* **What to work on**
With the images removed, repeat the data below exactly.

* **Records**
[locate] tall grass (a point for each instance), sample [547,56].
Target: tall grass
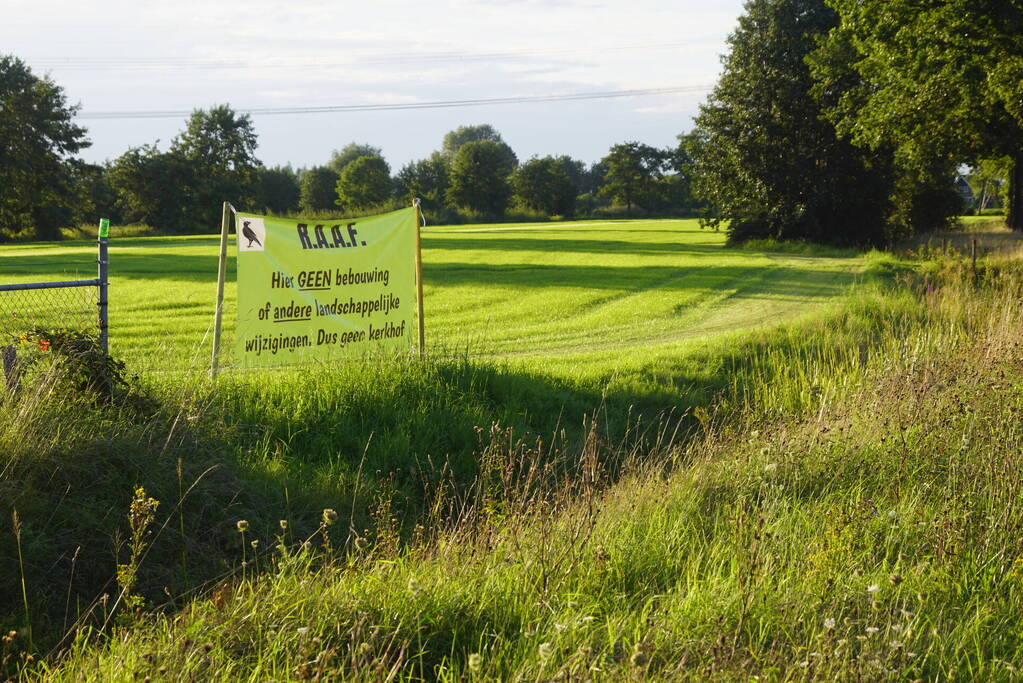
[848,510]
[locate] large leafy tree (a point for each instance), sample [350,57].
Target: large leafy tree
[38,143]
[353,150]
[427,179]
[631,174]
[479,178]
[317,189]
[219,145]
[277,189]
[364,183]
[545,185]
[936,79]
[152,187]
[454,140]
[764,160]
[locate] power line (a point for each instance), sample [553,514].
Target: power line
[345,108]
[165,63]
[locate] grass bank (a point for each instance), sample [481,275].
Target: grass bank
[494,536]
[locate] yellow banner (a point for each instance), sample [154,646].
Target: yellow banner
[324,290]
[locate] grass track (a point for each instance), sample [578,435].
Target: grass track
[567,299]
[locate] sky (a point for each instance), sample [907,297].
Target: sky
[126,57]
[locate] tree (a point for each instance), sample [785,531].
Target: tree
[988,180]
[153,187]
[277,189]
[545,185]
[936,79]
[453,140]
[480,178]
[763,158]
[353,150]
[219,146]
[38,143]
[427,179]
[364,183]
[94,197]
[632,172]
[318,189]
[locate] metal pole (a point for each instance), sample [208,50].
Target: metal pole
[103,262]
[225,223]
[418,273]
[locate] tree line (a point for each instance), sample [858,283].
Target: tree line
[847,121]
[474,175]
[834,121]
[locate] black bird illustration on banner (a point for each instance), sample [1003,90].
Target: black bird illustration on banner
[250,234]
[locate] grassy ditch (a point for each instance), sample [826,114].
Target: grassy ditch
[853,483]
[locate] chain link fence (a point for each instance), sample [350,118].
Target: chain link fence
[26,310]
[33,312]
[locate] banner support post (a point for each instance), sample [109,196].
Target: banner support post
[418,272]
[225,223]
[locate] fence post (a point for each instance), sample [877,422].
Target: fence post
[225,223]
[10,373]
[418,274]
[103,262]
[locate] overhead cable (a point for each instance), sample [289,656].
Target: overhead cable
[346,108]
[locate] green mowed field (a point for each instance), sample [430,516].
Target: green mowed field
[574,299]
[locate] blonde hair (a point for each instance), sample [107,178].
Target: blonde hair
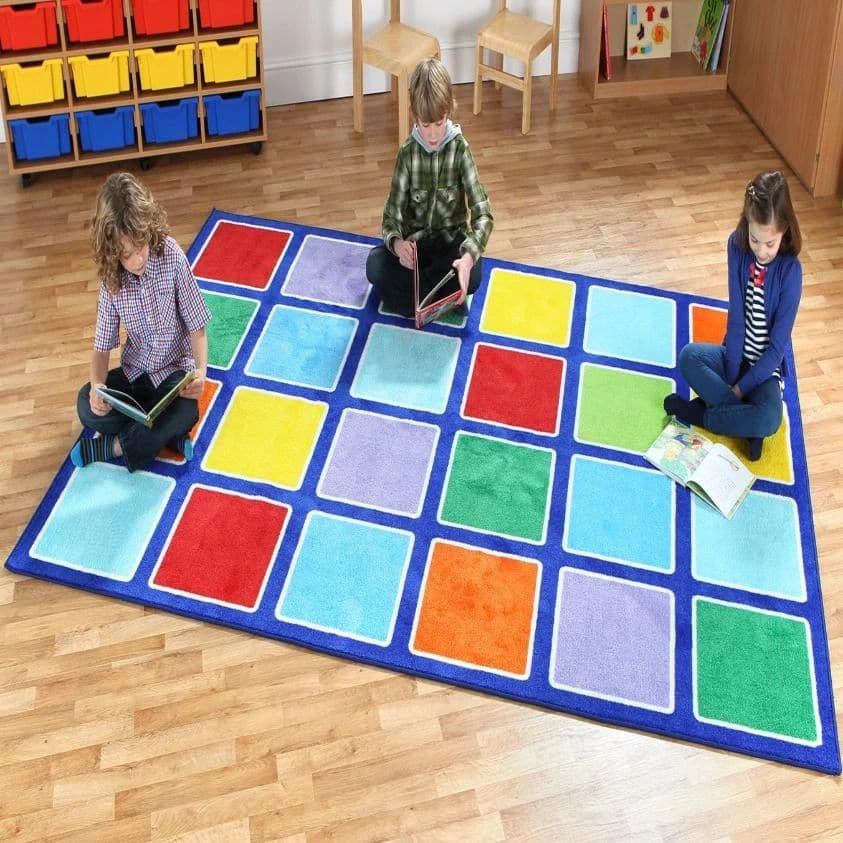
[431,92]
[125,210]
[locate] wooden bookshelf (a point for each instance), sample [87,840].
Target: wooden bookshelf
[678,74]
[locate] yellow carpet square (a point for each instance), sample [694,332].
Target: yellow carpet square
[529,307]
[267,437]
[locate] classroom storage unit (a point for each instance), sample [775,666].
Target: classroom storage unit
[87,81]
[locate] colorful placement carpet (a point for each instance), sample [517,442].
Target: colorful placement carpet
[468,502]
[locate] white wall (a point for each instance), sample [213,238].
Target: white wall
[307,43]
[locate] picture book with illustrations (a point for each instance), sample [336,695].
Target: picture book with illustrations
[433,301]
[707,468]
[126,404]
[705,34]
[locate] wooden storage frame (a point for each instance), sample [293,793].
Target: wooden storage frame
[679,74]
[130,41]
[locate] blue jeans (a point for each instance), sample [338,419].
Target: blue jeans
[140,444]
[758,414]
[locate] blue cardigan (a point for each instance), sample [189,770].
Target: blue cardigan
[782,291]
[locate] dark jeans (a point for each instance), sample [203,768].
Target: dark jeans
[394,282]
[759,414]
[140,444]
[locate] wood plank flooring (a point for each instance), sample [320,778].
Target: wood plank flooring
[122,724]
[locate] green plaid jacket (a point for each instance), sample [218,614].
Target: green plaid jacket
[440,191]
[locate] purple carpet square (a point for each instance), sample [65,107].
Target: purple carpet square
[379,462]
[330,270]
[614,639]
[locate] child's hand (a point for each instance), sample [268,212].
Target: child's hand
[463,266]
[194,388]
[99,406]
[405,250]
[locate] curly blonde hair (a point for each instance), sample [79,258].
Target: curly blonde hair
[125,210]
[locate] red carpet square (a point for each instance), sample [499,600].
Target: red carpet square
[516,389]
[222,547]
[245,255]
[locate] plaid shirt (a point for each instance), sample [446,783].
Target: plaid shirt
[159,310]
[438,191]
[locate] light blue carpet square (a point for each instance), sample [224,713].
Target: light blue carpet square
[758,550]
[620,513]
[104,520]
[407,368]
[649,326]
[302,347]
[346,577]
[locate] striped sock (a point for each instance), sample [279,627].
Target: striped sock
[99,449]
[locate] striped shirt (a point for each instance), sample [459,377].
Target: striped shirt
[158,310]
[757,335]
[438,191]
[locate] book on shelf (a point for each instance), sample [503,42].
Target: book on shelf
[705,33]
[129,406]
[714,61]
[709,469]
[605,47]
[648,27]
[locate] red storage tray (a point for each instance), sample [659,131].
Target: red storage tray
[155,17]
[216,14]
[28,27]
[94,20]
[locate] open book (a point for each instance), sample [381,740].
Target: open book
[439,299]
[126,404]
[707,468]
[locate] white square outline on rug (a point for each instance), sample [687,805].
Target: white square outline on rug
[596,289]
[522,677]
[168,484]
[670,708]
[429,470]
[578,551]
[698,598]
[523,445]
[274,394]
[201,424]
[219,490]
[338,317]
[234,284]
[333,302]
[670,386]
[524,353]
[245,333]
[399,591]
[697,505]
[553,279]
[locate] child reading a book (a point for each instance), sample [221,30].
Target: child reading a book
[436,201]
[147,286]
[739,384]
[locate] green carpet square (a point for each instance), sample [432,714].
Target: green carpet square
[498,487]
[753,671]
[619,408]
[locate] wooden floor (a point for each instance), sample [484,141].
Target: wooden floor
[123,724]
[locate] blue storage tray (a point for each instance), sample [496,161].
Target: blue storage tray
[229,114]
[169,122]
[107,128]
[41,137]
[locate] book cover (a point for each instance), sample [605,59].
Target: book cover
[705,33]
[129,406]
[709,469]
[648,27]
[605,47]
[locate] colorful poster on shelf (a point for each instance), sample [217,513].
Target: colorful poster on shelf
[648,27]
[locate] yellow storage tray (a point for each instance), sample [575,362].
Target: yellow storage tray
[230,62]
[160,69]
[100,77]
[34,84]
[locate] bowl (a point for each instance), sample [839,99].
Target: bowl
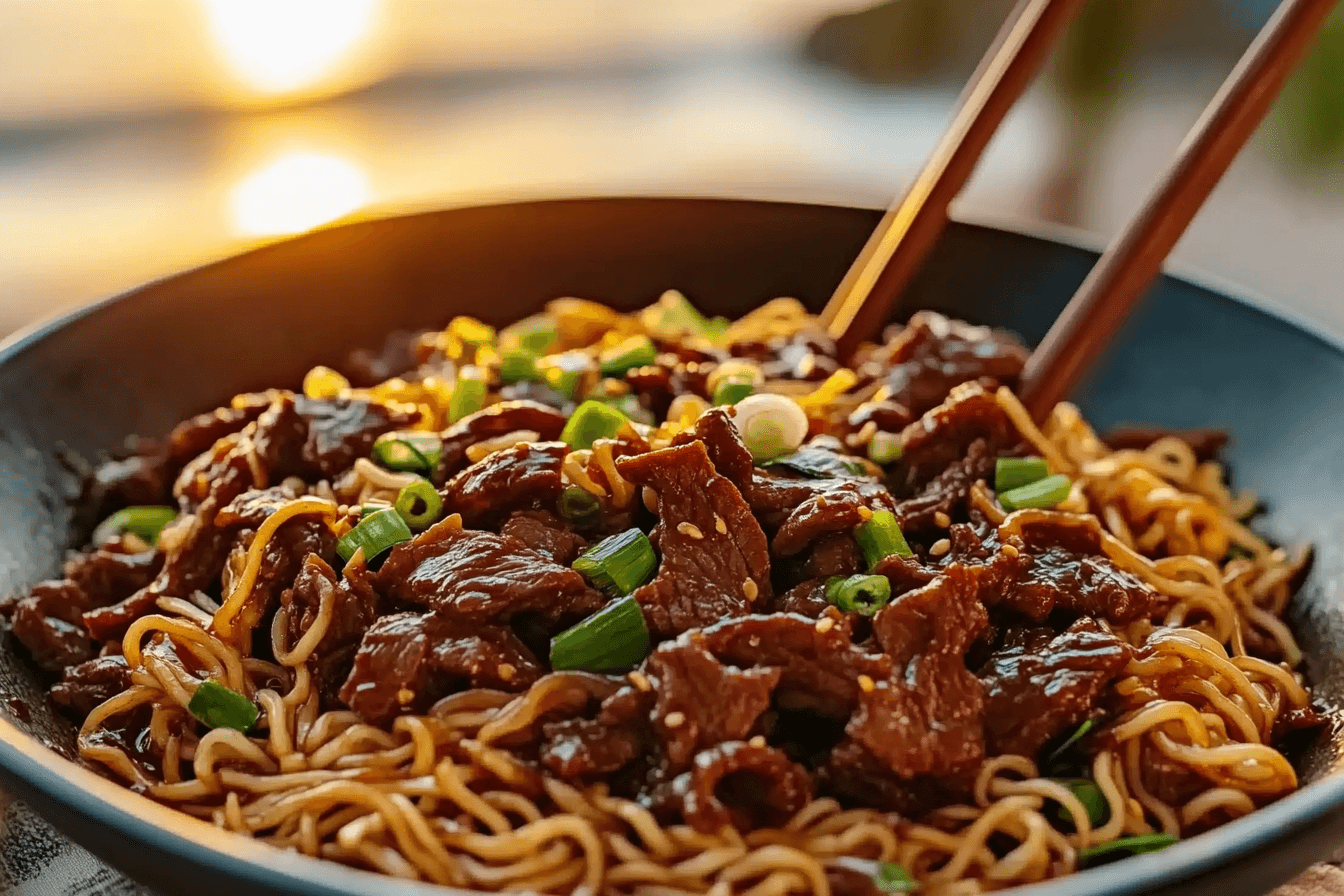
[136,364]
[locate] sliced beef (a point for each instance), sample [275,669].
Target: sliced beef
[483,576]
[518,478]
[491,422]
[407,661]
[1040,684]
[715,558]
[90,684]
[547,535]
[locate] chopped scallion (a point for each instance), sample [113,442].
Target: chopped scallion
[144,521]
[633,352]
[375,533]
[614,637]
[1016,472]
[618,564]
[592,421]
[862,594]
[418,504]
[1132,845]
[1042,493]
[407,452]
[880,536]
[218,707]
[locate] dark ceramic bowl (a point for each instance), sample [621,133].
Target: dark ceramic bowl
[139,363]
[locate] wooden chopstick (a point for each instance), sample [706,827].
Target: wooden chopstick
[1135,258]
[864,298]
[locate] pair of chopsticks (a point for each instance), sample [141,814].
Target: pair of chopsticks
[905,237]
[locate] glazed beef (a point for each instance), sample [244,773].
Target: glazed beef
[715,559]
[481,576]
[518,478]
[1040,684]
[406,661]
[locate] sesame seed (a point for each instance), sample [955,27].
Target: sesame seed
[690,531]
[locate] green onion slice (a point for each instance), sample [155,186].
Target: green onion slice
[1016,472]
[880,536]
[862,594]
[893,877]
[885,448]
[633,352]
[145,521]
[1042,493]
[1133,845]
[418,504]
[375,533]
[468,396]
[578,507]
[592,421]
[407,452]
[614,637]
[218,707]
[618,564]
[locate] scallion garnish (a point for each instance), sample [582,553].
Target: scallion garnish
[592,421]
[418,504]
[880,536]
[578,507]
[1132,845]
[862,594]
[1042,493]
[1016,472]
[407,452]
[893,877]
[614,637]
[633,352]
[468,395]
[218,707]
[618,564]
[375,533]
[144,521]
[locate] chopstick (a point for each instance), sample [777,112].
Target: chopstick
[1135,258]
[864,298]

* **Result for this exercise**
[locate] tall grass (a point for each instance), sample [547,56].
Target: tall grass
[848,510]
[locate] large leafy tree (a point for each instance), sample [350,57].
Target: large leafy tree
[38,143]
[353,150]
[427,179]
[631,174]
[479,178]
[317,189]
[219,145]
[277,189]
[364,183]
[545,185]
[936,79]
[152,187]
[454,140]
[764,160]
[locate] power line (a point for each instance), sample [553,514].
Target: power line
[345,108]
[165,63]
[locate] grass bank (a point for each instance), sample [481,275].
Target: grass bank
[494,536]
[locate] yellow banner (a point for each instance), sample [154,646].
Target: yellow banner
[324,290]
[locate] grass track (a point for each instance), sample [578,435].
Target: grass track
[567,299]
[locate] sky (a point for each instance), sample [907,297].
Target: sky
[126,57]
[locate] tree (a point for each instance), sample [785,531].
Target: tree
[988,180]
[153,187]
[277,189]
[545,185]
[936,79]
[453,140]
[480,178]
[763,158]
[353,150]
[219,146]
[38,143]
[427,179]
[364,183]
[94,197]
[632,172]
[318,189]
[locate] metal pole (a point for each instance), sample [208,50].
Target: metal pole
[103,262]
[225,223]
[418,273]
[locate] tree line (a point for each instance), sample [858,283].
Target: tree line
[847,121]
[474,175]
[834,121]
[locate] black bird illustration on banner (a point for each instance), sample [1003,90].
Target: black bird illustration on banner
[250,234]
[locate] grassy ditch (a point for each instance), sample [826,114].
Target: grassy ditch
[853,483]
[locate] chain link fence (a point for each instance), sample [350,118].
Target: chain link fence
[26,310]
[33,312]
[locate] banner support post (a point for each instance), sample [109,196].
Target: banner support post
[418,272]
[225,223]
[locate] fence post (a point for each instance), sample [877,422].
Target: fence post
[225,223]
[10,373]
[418,274]
[103,262]
[locate] overhead cable (a point for each instance), sample [289,656].
Target: overhead cable
[346,108]
[locate] green mowed field (a point for each instance), sample [430,516].
Target: green mowed field
[574,299]
[locate] blonde hair (a point for each instance), sample [107,178].
Target: blonde hair
[431,92]
[125,210]
[locate] wooden bookshelf (a point for each instance), sample [87,840].
Target: wooden bookshelf
[678,74]
[locate] yellow carpet square (a point for each instance), sample [694,332].
Target: yellow carpet square
[529,307]
[267,437]
[locate] classroom storage unit (a point for each instance), sample [775,666].
Target: classroom storage unit
[87,81]
[locate] colorful placement carpet (a point for each instance), sample [517,442].
Target: colorful placement carpet
[468,502]
[locate] white wall (a point for each instance), sample [213,238].
Target: white wall
[307,43]
[locate] picture book with illustrations (a point for each instance), sample [336,695].
Target: picture book with illustrations
[433,301]
[707,468]
[126,404]
[705,34]
[locate] wooden storage frame (a point for each instance), sample [293,793].
Target: wooden storage frame
[679,74]
[130,41]
[locate] blue jeans (a point for each instance), sample [338,419].
Target: blue jeans
[140,444]
[758,414]
[locate] blue cardigan (a point for each instance), sample [189,770].
Target: blue cardigan
[782,291]
[locate] dark jeans (a point for each instance), sample [203,768].
Target: dark jeans
[394,282]
[759,414]
[140,444]
[locate] wood plank flooring (a point for each instance), sample [320,778].
Target: wood plank flooring
[122,724]
[locate] green plaid jacket (a point for each instance), sample [218,614].
Target: green plaid jacket
[440,191]
[locate] purple carpet square (a point for each instance), sample [65,107].
Target: purple carpet square
[379,462]
[330,270]
[614,639]
[locate] child's hand (a point for each instance), sample [268,212].
Target: child's hand
[463,266]
[194,388]
[99,406]
[405,250]
[locate] curly blonde hair (a point for each instance), sample [79,258].
Target: curly blonde hair
[125,210]
[locate] red carpet square (a point for each instance), sample [499,600].
Target: red carpet square
[516,389]
[222,547]
[245,255]
[locate] plaid shirt (a point for each instance), sample [446,783].
Target: plaid shirt
[159,310]
[438,191]
[locate] light blue carpet square (a point for each instance), sample [224,713].
Target: light blue carpet square
[758,550]
[620,513]
[104,520]
[407,368]
[649,326]
[302,347]
[346,577]
[locate] striped sock (a point for each instance), sample [279,627].
Target: striped sock
[99,449]
[locate] striped shirt (a point for each instance), sample [459,377].
Target: striped shirt
[158,310]
[757,335]
[438,191]
[locate] book on shelf (a point for each instance), sample [503,42].
Target: book on shelf
[705,33]
[129,406]
[714,61]
[709,469]
[605,47]
[648,27]
[locate] red storage tray (a point for each instance), sample [659,131].
Target: red storage tray
[155,17]
[216,14]
[28,27]
[94,20]
[locate] open book (a point for each instance), sample [381,740].
Target: open book
[439,299]
[126,404]
[707,468]
[locate] white square outline on rug (a point for each instance), sample [687,805].
Target: white square outline on rug
[596,289]
[522,677]
[168,484]
[670,708]
[429,470]
[578,551]
[698,598]
[523,445]
[274,394]
[201,424]
[219,490]
[338,317]
[234,284]
[333,302]
[670,386]
[524,353]
[245,333]
[399,591]
[697,505]
[553,279]
[locate] child reading a book (a point for each instance), sample [221,30].
Target: child reading a book
[436,201]
[147,286]
[739,384]
[locate] green carpet square (a point for each instance), sample [432,714].
Target: green carpet square
[498,487]
[753,671]
[619,408]
[locate] wooden floor (a point for each instance), sample [484,141].
Target: wooden floor
[123,724]
[locate] blue storage tray (a point for each instance), sample [496,161].
Target: blue storage tray
[229,114]
[169,122]
[107,128]
[41,137]
[locate] book cover (a point for each instance), sample [605,59].
Target: book cover
[705,33]
[129,406]
[709,469]
[648,27]
[605,47]
[locate] colorful poster on shelf (a point for each instance), sample [217,513].
Target: colorful poster on shelf
[648,27]
[locate] yellow storage tray (a point for each instance), sample [575,362].
Target: yellow storage tray
[230,62]
[160,69]
[100,77]
[34,84]
[locate] bowl (a point for each instance), sample [839,99].
Target: bowl
[136,364]
[locate] sliced beef (a point for each instance), sample [275,669].
Target: sliced beef
[483,576]
[518,478]
[491,422]
[407,661]
[1040,684]
[715,558]
[90,684]
[547,535]
[locate] chopped scallion (a point for each instance), sample [113,442].
Target: chopped scallion
[144,521]
[633,352]
[375,533]
[614,637]
[1016,472]
[618,564]
[592,421]
[862,594]
[418,504]
[1132,845]
[1042,493]
[407,452]
[880,536]
[218,707]
[locate] dark ceramic bowl (a point for each instance), sample [621,133].
Target: dark ceramic bowl
[139,363]
[locate] wooden chopstick (a point for each instance), sample [706,827].
Target: wooden chopstick
[1135,258]
[864,298]
[locate] pair of chopsticks (a point for each instance), sample [141,814].
Target: pair of chopsticks
[905,237]
[locate] glazed beef (a point for each instance), sample [244,773].
Target: glazed beef
[715,559]
[481,576]
[518,478]
[1040,684]
[406,661]
[locate] sesame seed (a point for each instance), sample [955,27].
Target: sesame seed
[690,531]
[locate] green onion slice (a point for each instance), sample [155,186].
Target: green onion slice
[1016,472]
[880,536]
[862,594]
[893,877]
[885,448]
[633,352]
[145,521]
[1042,493]
[1133,845]
[418,504]
[375,533]
[468,396]
[578,507]
[592,421]
[407,452]
[614,637]
[218,707]
[618,564]
[locate] scallion garnish (a point for each instance), sample [582,553].
Target: scallion garnish
[592,421]
[418,504]
[880,536]
[578,507]
[1132,845]
[862,594]
[1042,493]
[1016,472]
[407,452]
[893,877]
[614,637]
[633,352]
[468,395]
[218,707]
[618,564]
[375,533]
[144,521]
[locate] chopstick (a point for each instance), sample [777,112].
Target: chopstick
[1135,258]
[864,298]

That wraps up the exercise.